The data below holds a line containing "Identify the churned" and a line containing "Target: churned water trail"; please quote exactly those two lines and every line between them, and nothing else.

▸ SOURCE DATA:

^^^^^^^^^^^^^^^^

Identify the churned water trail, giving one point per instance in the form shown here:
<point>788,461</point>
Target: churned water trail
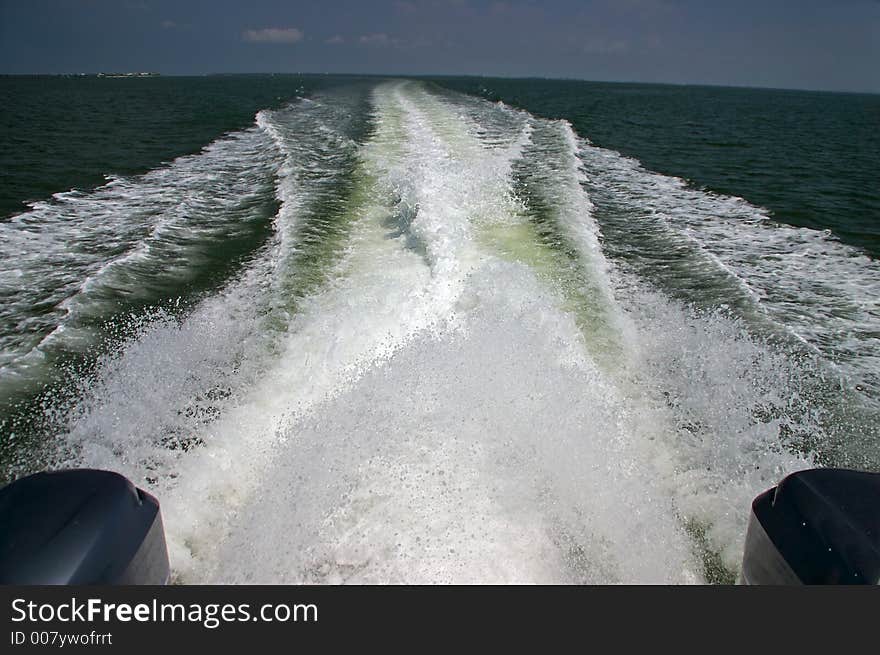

^^^^^^^^^^^^^^^^

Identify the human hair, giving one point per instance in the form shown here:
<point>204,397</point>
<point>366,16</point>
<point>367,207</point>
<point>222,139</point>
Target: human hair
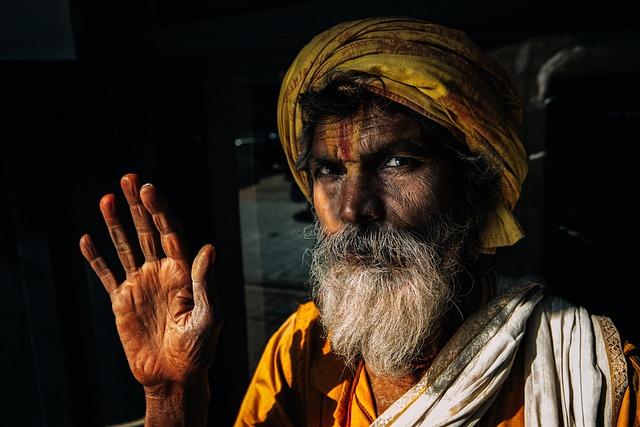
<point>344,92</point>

^^^^^^^^^^^^^^^^

▸ TASK RESPONSE:
Identify the churned water trail, giving one point per instance in the form shown here:
<point>788,461</point>
Target: churned water trail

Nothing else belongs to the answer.